§ YOUR ASSIGNMENT
The entries below should be written out again exactly as they stand.

DATASET EXTRACT Start Marker

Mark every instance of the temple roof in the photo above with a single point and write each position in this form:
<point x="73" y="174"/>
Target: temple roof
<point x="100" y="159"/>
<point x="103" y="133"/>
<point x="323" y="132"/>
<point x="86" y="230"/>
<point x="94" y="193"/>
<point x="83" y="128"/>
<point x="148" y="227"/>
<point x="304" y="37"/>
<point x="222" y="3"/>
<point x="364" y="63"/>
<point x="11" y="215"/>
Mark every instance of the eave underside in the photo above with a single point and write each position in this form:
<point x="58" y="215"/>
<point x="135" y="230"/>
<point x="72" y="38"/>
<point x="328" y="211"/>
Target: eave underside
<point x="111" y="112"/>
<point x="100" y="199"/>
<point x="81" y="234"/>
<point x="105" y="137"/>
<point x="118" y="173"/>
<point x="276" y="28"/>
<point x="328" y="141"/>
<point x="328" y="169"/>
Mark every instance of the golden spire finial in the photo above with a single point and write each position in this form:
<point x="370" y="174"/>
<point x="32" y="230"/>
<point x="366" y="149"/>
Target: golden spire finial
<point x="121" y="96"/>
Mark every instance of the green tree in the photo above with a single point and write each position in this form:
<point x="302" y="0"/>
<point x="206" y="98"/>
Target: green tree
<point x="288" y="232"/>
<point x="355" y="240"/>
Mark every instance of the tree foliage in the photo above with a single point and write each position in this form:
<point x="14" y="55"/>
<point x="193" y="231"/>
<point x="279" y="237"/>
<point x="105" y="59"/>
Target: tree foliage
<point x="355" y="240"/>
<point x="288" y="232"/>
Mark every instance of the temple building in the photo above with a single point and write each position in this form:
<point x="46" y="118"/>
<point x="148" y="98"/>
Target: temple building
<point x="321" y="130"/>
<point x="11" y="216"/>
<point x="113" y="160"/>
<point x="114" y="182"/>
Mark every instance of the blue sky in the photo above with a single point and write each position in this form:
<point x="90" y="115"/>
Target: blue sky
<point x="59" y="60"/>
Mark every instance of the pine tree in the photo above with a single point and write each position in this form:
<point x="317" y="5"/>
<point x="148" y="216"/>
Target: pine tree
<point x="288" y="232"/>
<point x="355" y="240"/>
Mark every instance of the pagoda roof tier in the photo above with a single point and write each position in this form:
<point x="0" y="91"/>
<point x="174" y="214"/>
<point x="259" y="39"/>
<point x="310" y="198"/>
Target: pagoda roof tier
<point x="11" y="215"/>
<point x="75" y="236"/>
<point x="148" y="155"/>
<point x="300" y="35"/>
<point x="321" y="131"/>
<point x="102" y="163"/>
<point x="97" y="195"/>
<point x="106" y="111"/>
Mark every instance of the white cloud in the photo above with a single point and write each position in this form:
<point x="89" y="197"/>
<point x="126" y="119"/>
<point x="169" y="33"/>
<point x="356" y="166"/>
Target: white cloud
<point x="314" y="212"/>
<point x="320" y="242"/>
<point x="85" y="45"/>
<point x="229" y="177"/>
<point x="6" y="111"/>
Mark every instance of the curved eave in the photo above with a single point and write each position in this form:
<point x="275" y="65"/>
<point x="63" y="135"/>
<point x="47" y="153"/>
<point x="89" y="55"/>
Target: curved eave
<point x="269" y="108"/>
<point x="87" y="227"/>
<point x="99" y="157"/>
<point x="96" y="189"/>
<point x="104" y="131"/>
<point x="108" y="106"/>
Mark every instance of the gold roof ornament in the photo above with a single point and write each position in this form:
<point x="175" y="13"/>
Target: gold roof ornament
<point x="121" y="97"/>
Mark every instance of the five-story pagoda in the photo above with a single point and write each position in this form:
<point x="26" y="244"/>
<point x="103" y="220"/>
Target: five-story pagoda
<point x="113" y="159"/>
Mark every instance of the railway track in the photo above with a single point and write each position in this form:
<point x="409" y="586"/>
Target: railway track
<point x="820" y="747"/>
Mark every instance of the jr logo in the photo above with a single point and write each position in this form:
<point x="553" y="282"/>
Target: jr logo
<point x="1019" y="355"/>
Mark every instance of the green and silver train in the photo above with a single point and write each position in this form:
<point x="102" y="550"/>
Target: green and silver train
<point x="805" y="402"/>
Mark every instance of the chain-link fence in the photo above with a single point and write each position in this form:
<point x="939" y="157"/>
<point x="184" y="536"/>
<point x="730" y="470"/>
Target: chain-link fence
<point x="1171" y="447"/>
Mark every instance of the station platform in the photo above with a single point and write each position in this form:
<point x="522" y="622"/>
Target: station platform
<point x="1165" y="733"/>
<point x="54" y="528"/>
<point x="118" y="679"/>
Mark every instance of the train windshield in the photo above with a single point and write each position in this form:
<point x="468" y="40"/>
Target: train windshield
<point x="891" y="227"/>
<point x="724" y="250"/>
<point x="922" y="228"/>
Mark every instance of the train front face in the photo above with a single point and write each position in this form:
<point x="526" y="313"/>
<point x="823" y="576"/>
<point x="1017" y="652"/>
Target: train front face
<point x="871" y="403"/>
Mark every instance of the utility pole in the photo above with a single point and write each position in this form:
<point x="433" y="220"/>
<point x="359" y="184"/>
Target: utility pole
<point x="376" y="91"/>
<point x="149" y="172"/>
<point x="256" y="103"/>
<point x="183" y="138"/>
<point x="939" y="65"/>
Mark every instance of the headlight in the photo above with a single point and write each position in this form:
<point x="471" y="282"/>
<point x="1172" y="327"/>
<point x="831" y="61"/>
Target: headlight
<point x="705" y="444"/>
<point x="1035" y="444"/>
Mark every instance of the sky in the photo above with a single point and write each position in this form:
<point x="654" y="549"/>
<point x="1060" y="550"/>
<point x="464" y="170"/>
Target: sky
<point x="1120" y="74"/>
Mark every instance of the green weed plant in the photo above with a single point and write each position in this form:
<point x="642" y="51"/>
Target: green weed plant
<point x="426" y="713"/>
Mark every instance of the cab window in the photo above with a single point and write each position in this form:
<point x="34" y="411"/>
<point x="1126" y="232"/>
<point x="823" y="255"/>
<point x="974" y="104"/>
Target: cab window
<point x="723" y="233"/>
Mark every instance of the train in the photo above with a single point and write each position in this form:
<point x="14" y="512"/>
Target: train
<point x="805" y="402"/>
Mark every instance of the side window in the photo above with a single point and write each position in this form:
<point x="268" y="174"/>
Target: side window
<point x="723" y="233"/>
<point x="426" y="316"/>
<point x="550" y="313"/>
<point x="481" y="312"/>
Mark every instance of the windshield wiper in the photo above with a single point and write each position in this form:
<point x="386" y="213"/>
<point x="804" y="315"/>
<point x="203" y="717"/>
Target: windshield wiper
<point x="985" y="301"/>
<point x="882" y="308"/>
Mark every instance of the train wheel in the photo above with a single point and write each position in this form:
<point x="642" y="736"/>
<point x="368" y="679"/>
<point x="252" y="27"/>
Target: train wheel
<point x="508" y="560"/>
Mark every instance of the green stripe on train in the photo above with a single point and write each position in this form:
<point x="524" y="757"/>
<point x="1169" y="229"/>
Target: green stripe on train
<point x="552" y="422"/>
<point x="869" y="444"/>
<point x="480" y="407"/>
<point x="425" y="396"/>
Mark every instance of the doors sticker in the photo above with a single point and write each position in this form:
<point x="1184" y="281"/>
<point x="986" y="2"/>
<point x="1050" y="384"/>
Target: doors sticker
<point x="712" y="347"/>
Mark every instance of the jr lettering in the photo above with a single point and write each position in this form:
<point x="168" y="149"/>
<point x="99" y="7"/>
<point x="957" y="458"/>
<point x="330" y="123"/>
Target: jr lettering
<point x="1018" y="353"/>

DATASET EXTRACT End Marker

§ WORKED SOLUTION
Mark every instance of the temple roof in the photo above with a single point and write each position in this form:
<point x="73" y="174"/>
Target: temple roof
<point x="100" y="159"/>
<point x="103" y="133"/>
<point x="323" y="132"/>
<point x="86" y="230"/>
<point x="94" y="193"/>
<point x="83" y="128"/>
<point x="148" y="227"/>
<point x="304" y="37"/>
<point x="222" y="3"/>
<point x="364" y="63"/>
<point x="11" y="215"/>
Mark every instance of the eave underside in the photo above with a single point and write each position in this form:
<point x="58" y="215"/>
<point x="135" y="230"/>
<point x="72" y="38"/>
<point x="328" y="211"/>
Target: eave underside
<point x="111" y="112"/>
<point x="100" y="199"/>
<point x="81" y="234"/>
<point x="105" y="137"/>
<point x="118" y="173"/>
<point x="276" y="28"/>
<point x="328" y="141"/>
<point x="328" y="169"/>
Mark every instance of the golden spire finial in the photo above with a single point and write each position in this form:
<point x="370" y="174"/>
<point x="32" y="230"/>
<point x="366" y="149"/>
Target: golden spire finial
<point x="121" y="96"/>
Mark every instance of the green tree in the photo above with a single point and write each position in this form:
<point x="302" y="0"/>
<point x="206" y="98"/>
Target: green tree
<point x="288" y="232"/>
<point x="355" y="240"/>
Mark every instance of the tree foliage in the photo above with a single point and write each position in this form:
<point x="14" y="55"/>
<point x="193" y="231"/>
<point x="279" y="237"/>
<point x="105" y="59"/>
Target: tree foliage
<point x="355" y="240"/>
<point x="288" y="232"/>
Mark every instance of the temple building in the photo above with a single point and write each position in this form:
<point x="46" y="118"/>
<point x="148" y="98"/>
Target: temple building
<point x="321" y="130"/>
<point x="11" y="216"/>
<point x="113" y="160"/>
<point x="114" y="182"/>
Mark every instance of the blue sky in the photo above with a single point and write each position in this form:
<point x="90" y="115"/>
Target: blue sky
<point x="59" y="60"/>
Mark every instance of the pine tree in the photo above with a single point and write each position in this form:
<point x="317" y="5"/>
<point x="148" y="216"/>
Target: pine tree
<point x="288" y="232"/>
<point x="355" y="240"/>
Mark every instance of the pagoda roof tier in the photo above with a single point and write each position in this form:
<point x="0" y="91"/>
<point x="174" y="214"/>
<point x="259" y="39"/>
<point x="310" y="198"/>
Target: pagoda roof tier
<point x="11" y="215"/>
<point x="75" y="236"/>
<point x="148" y="155"/>
<point x="300" y="35"/>
<point x="321" y="131"/>
<point x="102" y="163"/>
<point x="97" y="195"/>
<point x="106" y="111"/>
Mark every instance of the white cloud in the photo above with a single point and write each position in this form:
<point x="89" y="197"/>
<point x="126" y="119"/>
<point x="169" y="33"/>
<point x="356" y="166"/>
Target: white cloud
<point x="314" y="212"/>
<point x="320" y="242"/>
<point x="85" y="45"/>
<point x="229" y="177"/>
<point x="6" y="111"/>
Mark every instance of the curved eave in the photo above with a single point and write each position in this form:
<point x="275" y="65"/>
<point x="63" y="135"/>
<point x="47" y="153"/>
<point x="89" y="55"/>
Target: curved eave
<point x="269" y="108"/>
<point x="87" y="227"/>
<point x="99" y="157"/>
<point x="96" y="189"/>
<point x="104" y="131"/>
<point x="108" y="106"/>
Mark every instance of the gold roof ornament in the photo above with a single point and write each position in this form:
<point x="175" y="13"/>
Target: gold roof ornament
<point x="121" y="97"/>
Mark every instance of the five-story pagoda in the photo above with a single point and write each position in this form:
<point x="26" y="244"/>
<point x="103" y="220"/>
Target: five-story pagoda
<point x="113" y="159"/>
Mark every instance of the railway track in the photo above with a single point and write each position in this form:
<point x="409" y="586"/>
Target: railway track
<point x="820" y="747"/>
Mark every instance of the jr logo in the photo above with a single point and write each position in this form:
<point x="553" y="282"/>
Target: jr logo
<point x="1019" y="355"/>
Mark every instance of the green and silver train in the photo above with a single point and write each position in this form:
<point x="102" y="550"/>
Target: green and silver train
<point x="805" y="402"/>
Mark every instance of the chain-link fence in the photo above with a single point and write each position in this form:
<point x="939" y="157"/>
<point x="184" y="536"/>
<point x="730" y="470"/>
Target: chain-link fence
<point x="1171" y="447"/>
Mark every instance of the station platform in the photo above with a single point and write each position in this form:
<point x="522" y="622"/>
Target: station platform
<point x="1165" y="733"/>
<point x="54" y="528"/>
<point x="118" y="679"/>
Mark every instance of the train windshield in the photo above with a single point and write each position in this form:
<point x="468" y="40"/>
Target: train windshield
<point x="891" y="227"/>
<point x="724" y="250"/>
<point x="922" y="228"/>
Mark every instance of the train front face in the photo above with a single point and write each position in this form:
<point x="526" y="313"/>
<point x="823" y="576"/>
<point x="1017" y="652"/>
Target: train front face
<point x="871" y="403"/>
Mark every instance of the utility pole in the photo above with a single point and write each position in this form:
<point x="433" y="220"/>
<point x="359" y="184"/>
Target: utility pole
<point x="376" y="91"/>
<point x="149" y="172"/>
<point x="256" y="103"/>
<point x="183" y="138"/>
<point x="939" y="65"/>
Mark every instance of the headlight in the photo above with a single point and write each position in this form:
<point x="471" y="282"/>
<point x="1172" y="327"/>
<point x="831" y="61"/>
Target: headlight
<point x="705" y="444"/>
<point x="1035" y="444"/>
Mark every instance of the sky in the photo above with a single point and write each position in this form:
<point x="654" y="549"/>
<point x="1060" y="550"/>
<point x="464" y="170"/>
Target: sky
<point x="1120" y="74"/>
Mark every instance of the green weed plant in the photo above with a single point and write each position in this form:
<point x="642" y="51"/>
Target: green weed plant
<point x="426" y="713"/>
Mark every instance of the cab window in the photo above with a single point and write each position in this form:
<point x="34" y="411"/>
<point x="1126" y="232"/>
<point x="823" y="255"/>
<point x="974" y="104"/>
Target: cab window
<point x="723" y="233"/>
Mark every instance of the train in the photo above with a single point and write each position in this form:
<point x="14" y="512"/>
Target: train
<point x="805" y="402"/>
Mark every instance of the side window in the photo above with a single point and write each position in this form:
<point x="268" y="174"/>
Target: side window
<point x="723" y="233"/>
<point x="426" y="316"/>
<point x="550" y="313"/>
<point x="481" y="312"/>
Mark every instance of the windshield wiper in the photo above with a single point and write each position in this form:
<point x="386" y="213"/>
<point x="804" y="315"/>
<point x="203" y="717"/>
Target: windshield wiper
<point x="985" y="301"/>
<point x="882" y="308"/>
Mark every instance of the train wheel in the photo above with a single point and write each position in this form:
<point x="642" y="736"/>
<point x="368" y="679"/>
<point x="252" y="27"/>
Target: train wheel
<point x="508" y="560"/>
Mark every instance of the green stripe on train in the photo above with a single point and write each position in this form:
<point x="524" y="757"/>
<point x="1169" y="229"/>
Target: green stripe on train
<point x="552" y="422"/>
<point x="869" y="444"/>
<point x="480" y="407"/>
<point x="425" y="396"/>
Mark every instance of the doors sticker in the photo above with a single point and write each position in this form:
<point x="1184" y="281"/>
<point x="986" y="2"/>
<point x="1050" y="384"/>
Target: doors sticker
<point x="712" y="347"/>
Mark every instance of the jr lettering in the photo above with a single point and write each position in this form:
<point x="168" y="149"/>
<point x="99" y="7"/>
<point x="957" y="458"/>
<point x="330" y="123"/>
Target: jr lettering
<point x="1018" y="353"/>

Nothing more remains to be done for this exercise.